In the passage on the euro zone fiscal treaty, what does accepting the TSCG make a country eligible for?

PAGE EXCERPT:
- - - - -

The deal that is now on the table places the euro zone countries in a formidable dilemma. On the one hand, acceptance of the Treaty on Stability, Coordination and Governance of the euro zone (TSCG) determines eligibility for the EFSF and the ESM [1], and therefore now determines eligibility for the OMT programme. Refusing to sign the fiscal treaty means rejecting in advance the potential intervention of the ECB, and thus accepting that the crisis continues until the breakup of the euro zone or until a catastrophic default on a sovereign debt. On the other hand, signing the treaty means accepting the principle of an indiscriminately restrictive fiscal strategy (the rule on public debt reduction included in the TSCG will be devastating) that will trigger a recession in the euro zone in 2012 and perhaps in 2013.

Signing the treaty also means relieving the pressure of the markets, but only to wind up submitting solely to the Troika and to the baseless belief that the fiscal multipliers are low, that European households are Ricardian and that the sovereign debt is still holding back growth. It is true that lowering sovereign interest rates, particularly those of Italy and Spain, will create some breathing room. But the main gain from lower rates would be to spread the fiscal consolidation over a longer period of time. Interest rates place a value on time, and reducing them means granting more time. The debts contracted at negative real interest rates are not ordinary debts, and do not represent the same kind of burden as debts issued at prohibitively high rates.

It would be a terrible waste to gain new maneuvering room (the OMT) only to bind one’s hands immediately (the TSCG and the Troika’s blind fiscal strategy). Only a change in fiscal strategy would make it possible to take advantage of the door opened by the ECB. In short, saving the euro will not help if we do not first save the EU from the disastrous social consequences of fiscal blindness.

- - - - -

STORED ROWS:
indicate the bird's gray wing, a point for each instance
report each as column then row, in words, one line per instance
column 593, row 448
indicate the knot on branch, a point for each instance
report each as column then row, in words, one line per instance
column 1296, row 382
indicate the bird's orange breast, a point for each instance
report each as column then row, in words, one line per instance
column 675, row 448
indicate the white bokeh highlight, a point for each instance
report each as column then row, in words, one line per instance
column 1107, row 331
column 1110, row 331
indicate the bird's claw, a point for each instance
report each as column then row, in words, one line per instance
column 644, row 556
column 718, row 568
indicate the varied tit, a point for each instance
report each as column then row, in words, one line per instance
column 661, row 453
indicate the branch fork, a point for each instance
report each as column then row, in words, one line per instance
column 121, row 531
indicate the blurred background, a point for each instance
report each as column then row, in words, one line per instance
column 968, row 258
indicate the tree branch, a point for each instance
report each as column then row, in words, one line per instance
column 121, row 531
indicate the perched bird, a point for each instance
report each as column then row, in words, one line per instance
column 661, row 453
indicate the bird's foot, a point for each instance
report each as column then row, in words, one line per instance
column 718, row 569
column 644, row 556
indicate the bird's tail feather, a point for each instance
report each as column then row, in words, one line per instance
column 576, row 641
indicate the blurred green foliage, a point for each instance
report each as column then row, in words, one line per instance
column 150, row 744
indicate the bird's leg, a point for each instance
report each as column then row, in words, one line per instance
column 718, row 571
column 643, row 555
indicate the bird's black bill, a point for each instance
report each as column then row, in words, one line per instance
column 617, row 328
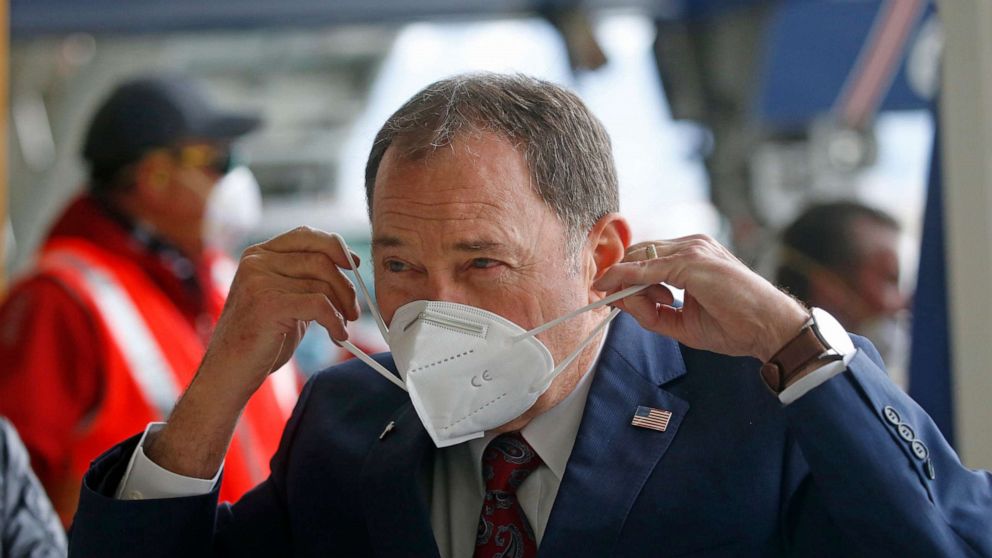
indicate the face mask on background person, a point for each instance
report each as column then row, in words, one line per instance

- - - - -

ANSWER IN FULL: The EFSF and the ESM, and therefore now the OMT programme.